> What you are asked to do
Reproduce every line that appears below, precisely and completely.

> Exercise data
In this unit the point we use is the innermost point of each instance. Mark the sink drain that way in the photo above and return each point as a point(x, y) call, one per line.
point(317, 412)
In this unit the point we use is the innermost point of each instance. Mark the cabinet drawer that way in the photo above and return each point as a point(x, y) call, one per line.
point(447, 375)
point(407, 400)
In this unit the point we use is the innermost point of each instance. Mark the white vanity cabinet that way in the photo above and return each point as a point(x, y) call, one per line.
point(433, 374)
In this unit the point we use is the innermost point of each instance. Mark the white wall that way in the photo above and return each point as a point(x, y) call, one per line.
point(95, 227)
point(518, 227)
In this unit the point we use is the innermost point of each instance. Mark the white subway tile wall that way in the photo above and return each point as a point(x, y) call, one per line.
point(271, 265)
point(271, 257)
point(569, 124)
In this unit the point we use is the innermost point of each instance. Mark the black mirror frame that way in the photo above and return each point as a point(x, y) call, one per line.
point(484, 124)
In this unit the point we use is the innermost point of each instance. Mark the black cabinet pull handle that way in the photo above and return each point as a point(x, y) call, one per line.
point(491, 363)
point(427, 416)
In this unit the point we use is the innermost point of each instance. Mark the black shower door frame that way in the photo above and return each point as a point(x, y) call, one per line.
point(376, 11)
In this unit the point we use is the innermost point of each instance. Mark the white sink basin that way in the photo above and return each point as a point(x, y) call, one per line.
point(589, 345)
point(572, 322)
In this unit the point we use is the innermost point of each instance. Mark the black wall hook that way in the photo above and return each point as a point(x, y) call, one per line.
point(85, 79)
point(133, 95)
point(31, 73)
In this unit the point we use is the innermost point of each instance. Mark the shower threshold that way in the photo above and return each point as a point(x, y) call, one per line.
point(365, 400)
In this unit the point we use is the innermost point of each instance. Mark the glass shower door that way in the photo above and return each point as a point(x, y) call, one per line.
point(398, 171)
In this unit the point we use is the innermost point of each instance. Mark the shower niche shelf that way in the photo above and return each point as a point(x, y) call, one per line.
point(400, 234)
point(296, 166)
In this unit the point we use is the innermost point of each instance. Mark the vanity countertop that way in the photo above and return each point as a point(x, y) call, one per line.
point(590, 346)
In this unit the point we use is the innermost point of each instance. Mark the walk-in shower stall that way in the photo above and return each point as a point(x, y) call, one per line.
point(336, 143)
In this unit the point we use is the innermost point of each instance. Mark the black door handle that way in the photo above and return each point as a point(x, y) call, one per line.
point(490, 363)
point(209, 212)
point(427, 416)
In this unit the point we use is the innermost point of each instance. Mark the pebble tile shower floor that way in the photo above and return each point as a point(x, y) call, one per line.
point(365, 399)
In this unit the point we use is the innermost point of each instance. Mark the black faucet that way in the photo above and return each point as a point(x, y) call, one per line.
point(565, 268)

> Answer box
In this unit the point we use is the innermost point of each instance. Mark the sink drain that way in the photo above and return each point as a point(x, y) call, one per line.
point(317, 412)
In this unit the point we use is the innermost point of each instance. Mark the cabinet drawer that way in the photo above and return each point as a point(x, y) call, one per line.
point(447, 375)
point(407, 400)
In this unit the point we use is the innermost point of each instance. Mark the white vanity cabinet that way in the photo above and return each point as a point(x, y) call, one per line.
point(433, 374)
In this unit the point we use is the innermost point of each instance. Mark the white wall that way in the photo above and return each point as a point(x, y) call, one per line.
point(95, 227)
point(518, 227)
In this unit the point we use is the innermost point of each instance. Mark the white subway tile wall that way in the photo above and return each point as a point(x, y) call, one per line.
point(271, 265)
point(271, 257)
point(569, 124)
In this unit the point we use is the innermost point of each instance. Mark the black mirror frame that way in the photo above and return each point as a point(x, y) call, one per line.
point(484, 124)
In this unit the point we use is the innermost point of each instance. Mark the black cabinet pull handle that way in the photo above and return each point as a point(x, y) call, one per line.
point(491, 363)
point(427, 416)
In this unit the point we use is the innermost point of each instance. Mark the black shower door frame that way in the photo above and return each point as a point(x, y) call, one per line.
point(376, 11)
In this unit the point we use is the innermost point of each instance. Mark the white sink basin that way in the photo above and return each point as a point(x, y) call, one per line.
point(589, 345)
point(572, 322)
In this unit the point we use is the innermost point of each instance. Mark the black wall hook that way in the photo above and return each point as a point(x, y) call, one per line.
point(85, 79)
point(133, 95)
point(31, 73)
In this unit the point we use is the innermost point of each instance. Mark the shower threshold that way in the photo above and return each point as a point(x, y) call, one per line.
point(365, 400)
In this unit the point we use is the innermost point of each instance. Mark the glass shower door that way in the photo above and return each point as a point(x, y) call, one per line.
point(398, 171)
In this unit the point we use is the innermost point of each instance. Mark the shower niche shelf that way in the photo above and return each point as a point(x, y) call, one per line.
point(400, 234)
point(296, 166)
In this unit the point we use is the innermost point of each instance. Mark the vanity countertop that way in the photo above and return each point as a point(x, y) call, one per line.
point(590, 346)
In this unit the point we use is the innermost point of each instance. Mark the walk-in shower stall that way in the photo above and return each point as a point(x, y) call, one per line.
point(336, 143)
In this unit the point we use is the innermost point of each instance. Mark the black door handle that way in the photo above and return each point as a point(x, y) call, one per line.
point(490, 363)
point(209, 212)
point(427, 416)
In this unit the point we use is the innermost point of each instance. Mark the pebble tile shower floor that way in the photo above and return each point as a point(x, y) call, one per line.
point(365, 399)
In this unit the point we use is the innermost point of each instance. Mark the black faucet that way in the photo above and return each point as a point(x, y) call, one per line.
point(565, 268)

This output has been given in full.